TEXT SHOWN:
** start **
Relational: the mobility data is beyond categorical information, it also reveals the relational behaviour – who were close to, who were you likely talking to, what might you have been doing.
$\blacksquare$

Behavioural prediction: due to the temporal and spatial detail, Mobility Data can be used to infer everyday behaviour in ways that many other sources of data don’t. If ethics is about guidelines for behaviour, then having such detail about day-to-day behaviour raises questions about how behaviour can be surveilled, managed, and manipulated in new ways.

As a result, mobility data is much more than “simple” geographic data, and these data are incredibly valuable both for fine-grained analysis but also in economic terms. This value of mobility data brings with it an array of different interests in how and for what purposes mobility data ought to be used. At the same time it is also hard to anonymize full mobile datasets, and this creates challenges when it comes to sharing data for open science purposes.

Such features of mobility data imply that there is an array of normative questions that mobility researchers are faced with today. These questions go beyond, but also accompany, more traditional concerns such as how to preserve privacy of individuals in the data, as elaborated on in Section 4.1. This also means that due to the nature of mobility data is engaging with, articulating and addressing those questions is exceptionally important. The myriad of ethical considerations that need to enter the mobility data field have gained attention that is too fragmented to create clarity, for researchers, about applicable ethics guidelines and how to use ethical considerations as a means to engage in responsible research. The following takes the uniqueness of mobility data we here postulate as a starting point to engage with some important questions that are often not very clearly spelled out.

4.3.2 What is the role of context and culture in Mobility Data Ethics?

We recognize that ethical practices vary across contexts and cultures. For example, the MIT moral machine experiments that examined moral decisions of self-driving cars across 42 countries revealed a cultural divide in ethics [1]. The use and regulation of mobility data might therefore need to integrate contextual situations and normative ethical principles. At the same time it may be necessary to recognize that some technical solutions that work in one context might have adverse effects if applied in another context, making awareness for the context of analysis and application crucial in assessing ethics concerns.

Even though big data technology in general, and technology using mobility data specifically, enables researchers to efficiently understand the people’s behaviour, which might offer insightful suggestions for policy-makers to develop better governance, it inevitably invites the conundrum of balancing utility and personal privacy. How to make such a balance might also vary by contextual situation (thus adding to the many other factors to take into account that are discussed in Section 4.1) and across cultures. The contextualized ethical practices might also be manifest in various stages of operationalization of mobility data: data collection, data analysis, data publication, data sharing and data storage. Such contexts might also bring issues that are related to ethics but go beyond ethics. For example, when a private citizen attends a public event, to what extent do they own their behaviour and trajectory data in the public event?

We recognize that there are communities that do not want to be surveilled and, in fact, want to remain hidden from the research gaze. Likewise, we recognize that researchers are not necessarily neutral or objective observers who have only the good of the community in mind. It is the responsibility of the researcher to engage communities that they are going to surveil in a dialogue and be willing to not gather data in some cases or to redesign their research in others. Further, there are now contexts in which it would be an “appropriation of voice” to do research which is not co-designed with the community. Indigenous communities in particular have made it clear that no research should be conducted without their involvement and approval.
** end **
PARTS OF THE EXERCISE:
(a) Answer these questions about the text on mobility data ethics:
(i) Across how many countries did the MIT moral machine experiments examine moral decisions of self-driving cars?
(ii) What stages of operationalization of mobility data does the text name?
(iii) Which communities have made it clear that no research should be conducted without their involvement and approval?
(b) Write a continuation of the text on mobility data ethics, beginning after its final sentence.

Data listing:
** start **
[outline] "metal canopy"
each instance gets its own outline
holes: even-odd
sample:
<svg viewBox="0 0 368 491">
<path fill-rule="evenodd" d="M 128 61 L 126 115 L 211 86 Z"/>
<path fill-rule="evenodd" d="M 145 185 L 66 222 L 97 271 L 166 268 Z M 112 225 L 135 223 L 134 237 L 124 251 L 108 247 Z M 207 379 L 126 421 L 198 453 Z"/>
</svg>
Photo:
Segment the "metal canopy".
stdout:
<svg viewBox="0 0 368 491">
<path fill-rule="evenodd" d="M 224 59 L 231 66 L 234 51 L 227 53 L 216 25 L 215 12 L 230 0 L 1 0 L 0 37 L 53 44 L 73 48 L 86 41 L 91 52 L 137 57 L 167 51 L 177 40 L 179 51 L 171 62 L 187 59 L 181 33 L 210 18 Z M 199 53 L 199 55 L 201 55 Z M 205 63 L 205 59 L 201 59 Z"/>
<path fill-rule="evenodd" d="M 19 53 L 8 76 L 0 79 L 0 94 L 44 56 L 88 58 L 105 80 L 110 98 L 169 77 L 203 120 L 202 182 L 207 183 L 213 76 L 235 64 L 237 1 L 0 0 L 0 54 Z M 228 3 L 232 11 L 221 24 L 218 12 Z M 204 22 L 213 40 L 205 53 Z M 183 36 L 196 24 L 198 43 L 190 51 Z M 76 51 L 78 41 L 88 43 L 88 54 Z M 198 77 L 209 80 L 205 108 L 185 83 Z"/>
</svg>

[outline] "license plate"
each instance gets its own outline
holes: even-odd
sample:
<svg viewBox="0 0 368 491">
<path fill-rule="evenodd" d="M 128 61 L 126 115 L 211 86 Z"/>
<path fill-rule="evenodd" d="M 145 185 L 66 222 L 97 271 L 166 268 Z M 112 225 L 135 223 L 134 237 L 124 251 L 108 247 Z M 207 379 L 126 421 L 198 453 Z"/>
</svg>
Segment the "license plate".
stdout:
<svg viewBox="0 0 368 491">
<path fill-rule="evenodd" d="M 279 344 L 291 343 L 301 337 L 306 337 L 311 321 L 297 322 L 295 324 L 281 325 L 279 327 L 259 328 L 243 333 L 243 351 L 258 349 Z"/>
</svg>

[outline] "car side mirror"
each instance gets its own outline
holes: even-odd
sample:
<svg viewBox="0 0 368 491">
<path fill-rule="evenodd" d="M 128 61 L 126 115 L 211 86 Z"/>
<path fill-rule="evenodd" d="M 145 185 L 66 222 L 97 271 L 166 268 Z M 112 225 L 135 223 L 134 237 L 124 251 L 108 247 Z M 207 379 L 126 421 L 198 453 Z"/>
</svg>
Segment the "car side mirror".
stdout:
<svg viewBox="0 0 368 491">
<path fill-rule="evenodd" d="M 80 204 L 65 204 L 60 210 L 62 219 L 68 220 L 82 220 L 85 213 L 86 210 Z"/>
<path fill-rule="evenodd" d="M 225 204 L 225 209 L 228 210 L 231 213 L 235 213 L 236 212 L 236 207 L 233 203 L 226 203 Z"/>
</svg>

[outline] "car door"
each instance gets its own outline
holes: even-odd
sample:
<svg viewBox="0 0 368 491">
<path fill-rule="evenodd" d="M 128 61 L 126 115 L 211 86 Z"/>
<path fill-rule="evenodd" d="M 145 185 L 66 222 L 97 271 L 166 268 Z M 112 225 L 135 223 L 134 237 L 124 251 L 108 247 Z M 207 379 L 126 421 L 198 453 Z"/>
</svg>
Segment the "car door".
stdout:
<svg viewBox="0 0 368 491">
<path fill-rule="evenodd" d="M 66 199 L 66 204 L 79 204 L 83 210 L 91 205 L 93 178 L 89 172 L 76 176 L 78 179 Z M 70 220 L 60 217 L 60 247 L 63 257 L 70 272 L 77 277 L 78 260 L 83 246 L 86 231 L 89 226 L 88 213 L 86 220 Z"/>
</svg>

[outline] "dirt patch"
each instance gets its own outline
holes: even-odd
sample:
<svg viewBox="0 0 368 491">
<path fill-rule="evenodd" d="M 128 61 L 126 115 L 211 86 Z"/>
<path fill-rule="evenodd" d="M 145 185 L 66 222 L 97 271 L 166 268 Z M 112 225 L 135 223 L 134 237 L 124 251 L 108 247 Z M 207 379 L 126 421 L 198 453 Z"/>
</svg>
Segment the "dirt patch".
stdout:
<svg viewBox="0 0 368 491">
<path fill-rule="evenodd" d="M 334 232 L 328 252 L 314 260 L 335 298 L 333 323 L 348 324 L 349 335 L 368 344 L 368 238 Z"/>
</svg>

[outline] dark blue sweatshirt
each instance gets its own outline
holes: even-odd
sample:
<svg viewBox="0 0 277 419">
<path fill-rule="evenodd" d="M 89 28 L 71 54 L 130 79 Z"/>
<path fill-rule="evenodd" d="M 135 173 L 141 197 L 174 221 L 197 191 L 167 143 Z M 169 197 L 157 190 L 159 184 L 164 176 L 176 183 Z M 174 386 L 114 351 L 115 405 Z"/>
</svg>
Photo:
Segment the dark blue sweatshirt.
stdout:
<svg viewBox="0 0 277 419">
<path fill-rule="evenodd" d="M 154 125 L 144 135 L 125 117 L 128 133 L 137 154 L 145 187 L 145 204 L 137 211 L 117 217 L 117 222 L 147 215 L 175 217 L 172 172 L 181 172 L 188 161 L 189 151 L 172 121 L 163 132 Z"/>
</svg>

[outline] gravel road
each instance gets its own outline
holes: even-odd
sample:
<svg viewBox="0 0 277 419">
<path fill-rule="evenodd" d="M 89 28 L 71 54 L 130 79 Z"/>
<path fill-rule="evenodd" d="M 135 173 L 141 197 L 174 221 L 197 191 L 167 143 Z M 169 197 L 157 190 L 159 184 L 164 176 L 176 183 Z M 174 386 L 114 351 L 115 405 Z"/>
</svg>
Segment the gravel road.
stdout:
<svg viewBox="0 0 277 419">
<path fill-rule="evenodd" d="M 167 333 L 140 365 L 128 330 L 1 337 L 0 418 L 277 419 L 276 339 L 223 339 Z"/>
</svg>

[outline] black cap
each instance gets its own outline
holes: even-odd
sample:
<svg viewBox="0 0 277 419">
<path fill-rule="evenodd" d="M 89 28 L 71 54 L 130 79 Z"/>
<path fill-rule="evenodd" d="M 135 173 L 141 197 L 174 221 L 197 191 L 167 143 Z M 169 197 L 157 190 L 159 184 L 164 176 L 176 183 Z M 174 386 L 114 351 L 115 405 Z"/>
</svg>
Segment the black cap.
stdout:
** end **
RESPONSES TO THE TASKS:
(a)
(i) 42 countries.
(ii) Data collection, data analysis, data publication, data sharing and data storage.
(iii) Indigenous communities.

(b)
On these debates much can be learned from ongoing debates about data justice. For example, Taylor [2] argues that one useful approach might be to take a capabilities approach – meaning to think through how individual and group capability is hindered or facilitated – to think through data justice. This requires thinking through at least three conundrums. (1) what sort of visibility is being made possible with the data and can access to representation as well as access to information privacy be maintained. (2) how is an engagement with the technology made possible that allows both to share the benefits of data and allow for an autonomy in technology choices; and (3) how can a principle of non-discrimination be adhered to in a way that allow for challenging bias and preventing discrimination. Facilitating capabilities is also an relevant aspect of debates that link data technologies to the questions of ethics.

4.3.3 What are the benefits and risks of ethics (and too much ethics)?

There is a balance between research utility and addressing various ethical concerns. In this sense, ethics should be part of the research process as a dialogue to ensure there is a minimum risk of harming people and this goes beyond complying with legal regulations.

Several factors involved with the use of mobility data advocate for the need for an ethics assessment to be in place before and during the whole lifetime of the project. Privacy preservation is a fundamental aspect, but not the only one. While there are questions about data manipulation and control which relate to both ethics and privacy, we discuss other important aspects of data ethics that differentiate these two concepts. The impact of the project needs to be understood to be able to make decisions such as which data to use or how to use it, in order for it to have the best possible outcomes. This is an intricate task, as the impact may not always be straightforward, for example, if the data being used may not be directly linked to an individual. However, is it important that researchers have a legitimate interest and data subjects are aware that their activities are being recorded and the purpose for which they are used?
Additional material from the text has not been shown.